_Assigned task_
An exact copy of every record is the required answer.
======== Data in this exercise ========
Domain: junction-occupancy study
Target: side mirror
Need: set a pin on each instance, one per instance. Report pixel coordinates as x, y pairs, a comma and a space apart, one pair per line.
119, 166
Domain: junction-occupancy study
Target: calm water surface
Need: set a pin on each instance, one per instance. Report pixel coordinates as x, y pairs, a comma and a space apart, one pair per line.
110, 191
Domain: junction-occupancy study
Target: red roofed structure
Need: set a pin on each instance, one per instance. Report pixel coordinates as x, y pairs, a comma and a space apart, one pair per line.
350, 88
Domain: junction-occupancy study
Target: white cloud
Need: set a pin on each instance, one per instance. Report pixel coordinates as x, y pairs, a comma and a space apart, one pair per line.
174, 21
========
_Exercise solution_
Domain: junction-occupancy study
Target: side mirror
Need: set a pin on each instance, one per instance. Report pixel coordinates as x, y pairs, a comma and a space apart, one pair per line.
119, 166
Domain: junction-occupancy study
Target: calm water surface
Need: set a pin on each instance, one per instance. Report pixel coordinates as x, y pairs, a comma and a space apart, one pair per line.
110, 191
Domain: junction-occupancy study
Target: red roofed structure
Need: set a pin on each instance, one per instance. Report pixel coordinates as x, y pairs, a comma and a space apart, one pair per line.
350, 88
Domain: junction-occupancy study
Target: white cloud
Need: set a pin on each instance, one per instance. Report pixel coordinates as x, y pairs, a comma and a space apart, one pair per line.
174, 21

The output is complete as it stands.